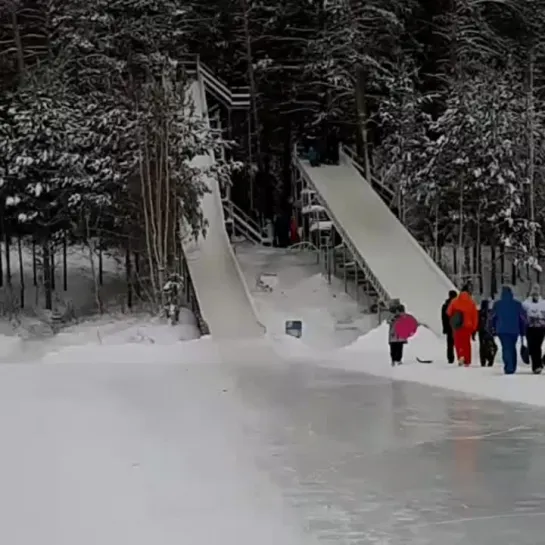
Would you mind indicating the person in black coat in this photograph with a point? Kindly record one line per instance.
(447, 328)
(487, 344)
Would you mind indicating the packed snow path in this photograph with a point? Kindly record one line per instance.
(403, 268)
(221, 289)
(368, 460)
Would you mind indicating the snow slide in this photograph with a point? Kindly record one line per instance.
(400, 264)
(223, 295)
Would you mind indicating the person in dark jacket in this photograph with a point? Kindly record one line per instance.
(508, 323)
(487, 345)
(313, 157)
(534, 307)
(447, 328)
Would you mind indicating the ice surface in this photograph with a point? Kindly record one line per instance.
(400, 264)
(374, 461)
(124, 441)
(223, 295)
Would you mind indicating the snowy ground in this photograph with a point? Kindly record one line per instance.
(131, 431)
(289, 285)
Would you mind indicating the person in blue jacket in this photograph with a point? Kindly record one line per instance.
(508, 322)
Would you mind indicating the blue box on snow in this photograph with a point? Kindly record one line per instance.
(294, 328)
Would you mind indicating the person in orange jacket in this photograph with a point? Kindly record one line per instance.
(464, 319)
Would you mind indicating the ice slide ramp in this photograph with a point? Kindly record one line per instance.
(224, 298)
(399, 263)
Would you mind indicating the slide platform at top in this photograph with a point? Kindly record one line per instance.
(400, 264)
(224, 298)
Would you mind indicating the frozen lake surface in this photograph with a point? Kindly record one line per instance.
(367, 460)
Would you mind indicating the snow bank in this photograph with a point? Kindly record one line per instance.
(370, 354)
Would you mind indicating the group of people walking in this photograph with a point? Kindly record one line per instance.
(507, 319)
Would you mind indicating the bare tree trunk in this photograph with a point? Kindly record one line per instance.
(52, 252)
(18, 43)
(7, 249)
(531, 149)
(34, 266)
(46, 264)
(21, 271)
(361, 104)
(100, 263)
(493, 270)
(253, 89)
(91, 255)
(147, 226)
(64, 264)
(128, 271)
(461, 232)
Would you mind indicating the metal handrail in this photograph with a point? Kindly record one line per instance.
(371, 277)
(222, 91)
(241, 224)
(249, 220)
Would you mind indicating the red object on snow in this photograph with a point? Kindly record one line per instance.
(294, 236)
(405, 326)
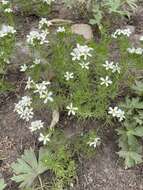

◆ Task statement ◆
Copy every entry above verbatim, with each line unchanged and in its original order. Leave the pictures out of your copy.

◆ The completed task ◆
Would you mind indicating the person in black coat in this photograph with a point? Kindly record one line per instance.
(447, 328)
(487, 344)
Would you mind indicating the packed snow path in this photograph with a point? Kindly record one line per instance.
(403, 268)
(221, 289)
(368, 460)
Would you mind indicating the snow slide in this photograph with a point? Kindly record one line per instance.
(400, 264)
(223, 295)
Would you mind indicating the person in dark jacket in this photograph with a point? Kindly record one line per instance.
(508, 323)
(487, 345)
(313, 157)
(534, 307)
(447, 328)
Would you mind indicating the ice surface in this photograph with a point? Kindly record one line per instance.
(400, 264)
(374, 461)
(124, 441)
(223, 295)
Would you mind indicating the snowy ground in this photograph with a point? Kindly record one line per instance.
(131, 431)
(289, 285)
Would you mind indicating the person in blue jacket in this photograph with a point? Kindly record one line per instance.
(508, 322)
Would you mind indicating the blue box on snow in this photograph with a point? Kindly record one line per instance.
(294, 328)
Would you mind indicating the person in orange jacket in this photograph with a point? Kindly record one line per instance.
(464, 319)
Would you mind indicating the ice slide ramp in this photograph with a point? Kindly record one line per instance.
(224, 298)
(399, 263)
Would you mind indicating the slide platform at top in this photograph with a point? Kindly record one line per instance.
(400, 264)
(224, 298)
Would you mind indicating the frozen lake surface in this photograph with a point? Kindly record one line per instance.
(367, 460)
Would you mind indicating the snow bank in this photograph with a point? Kindly record one line per instance.
(370, 354)
Would you mind indicating the group of people walking in this photograph with a point? Kindly record one line per instance.
(507, 319)
Would you mind indicating the bare tree trunk in this photograph with a point? Kindly record one line per instance.
(52, 252)
(18, 43)
(7, 249)
(531, 149)
(34, 266)
(46, 264)
(21, 271)
(361, 104)
(100, 263)
(493, 270)
(253, 89)
(91, 255)
(147, 226)
(64, 264)
(128, 271)
(461, 232)
Would you mind indicating the metal handrail in this photograph with a point? Kindly record one line per instance.
(371, 277)
(222, 91)
(241, 224)
(249, 220)
Would you mind indicating the red object on snow in this photograph with a point? Kindly record one line per instance.
(294, 236)
(405, 326)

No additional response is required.